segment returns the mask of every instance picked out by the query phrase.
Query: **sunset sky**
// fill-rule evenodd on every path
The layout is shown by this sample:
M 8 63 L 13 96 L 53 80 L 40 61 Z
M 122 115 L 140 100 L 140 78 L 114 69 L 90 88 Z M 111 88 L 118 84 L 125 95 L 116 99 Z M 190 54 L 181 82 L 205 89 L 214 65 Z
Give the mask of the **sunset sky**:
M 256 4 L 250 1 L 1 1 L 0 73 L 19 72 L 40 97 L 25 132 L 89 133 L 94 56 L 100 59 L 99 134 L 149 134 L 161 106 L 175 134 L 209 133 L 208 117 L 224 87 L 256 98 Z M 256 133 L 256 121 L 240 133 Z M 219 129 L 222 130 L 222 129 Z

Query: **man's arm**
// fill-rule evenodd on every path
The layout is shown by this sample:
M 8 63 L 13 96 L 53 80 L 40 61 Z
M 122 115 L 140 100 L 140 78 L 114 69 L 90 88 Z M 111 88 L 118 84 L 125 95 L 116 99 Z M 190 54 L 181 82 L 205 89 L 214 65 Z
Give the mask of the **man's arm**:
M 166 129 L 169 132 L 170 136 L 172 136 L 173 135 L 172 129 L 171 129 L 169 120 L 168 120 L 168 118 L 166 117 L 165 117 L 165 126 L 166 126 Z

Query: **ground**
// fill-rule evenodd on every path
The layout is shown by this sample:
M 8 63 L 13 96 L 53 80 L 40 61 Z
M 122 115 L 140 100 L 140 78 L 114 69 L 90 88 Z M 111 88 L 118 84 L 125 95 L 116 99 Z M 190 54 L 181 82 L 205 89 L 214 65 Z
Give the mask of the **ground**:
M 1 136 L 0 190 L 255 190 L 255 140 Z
* * *
# Short problem:
Copy all of the material above word for word, keeping every line as it appears.

# Complete answer:
segment returns the mask of every instance picked out by the query phrase.
Query: **sunset sky**
// fill-rule evenodd on every path
The layout is shown by this sample:
M 8 63 L 13 96 L 53 80 L 40 61 Z
M 122 115 L 140 100 L 140 78 L 114 69 L 90 88 Z M 111 88 L 118 84 L 125 95 L 116 99 Z M 190 54 L 181 82 L 205 89 L 214 65 Z
Give the mask of the **sunset sky**:
M 256 4 L 250 1 L 1 1 L 0 73 L 19 72 L 40 97 L 25 132 L 89 133 L 94 56 L 100 59 L 99 134 L 149 134 L 161 106 L 175 134 L 209 133 L 208 117 L 224 87 L 256 98 Z M 256 133 L 256 121 L 240 133 Z M 219 129 L 222 130 L 222 129 Z

Query: **man's arm**
// fill-rule evenodd on every path
The layout is shown by this sample:
M 8 63 L 13 96 L 53 80 L 40 61 Z
M 122 115 L 140 100 L 140 78 L 114 69 L 90 88 Z M 111 88 L 118 84 L 125 95 L 116 99 Z M 190 54 L 181 82 L 205 89 L 214 65 Z
Give the mask of the **man's arm**:
M 166 129 L 169 132 L 170 136 L 172 136 L 173 135 L 172 129 L 171 129 L 169 120 L 168 120 L 168 118 L 166 117 L 165 117 L 165 126 L 166 126 Z

Query: **ground**
// fill-rule evenodd on every path
The layout is shown by this sample:
M 8 63 L 13 96 L 53 80 L 40 61 Z
M 122 115 L 140 100 L 140 78 L 114 69 L 90 88 Z M 111 88 L 118 84 L 125 95 L 116 99 Z M 190 54 L 181 82 L 205 89 L 214 65 Z
Give the mask of the **ground**:
M 1 136 L 0 190 L 255 190 L 255 140 Z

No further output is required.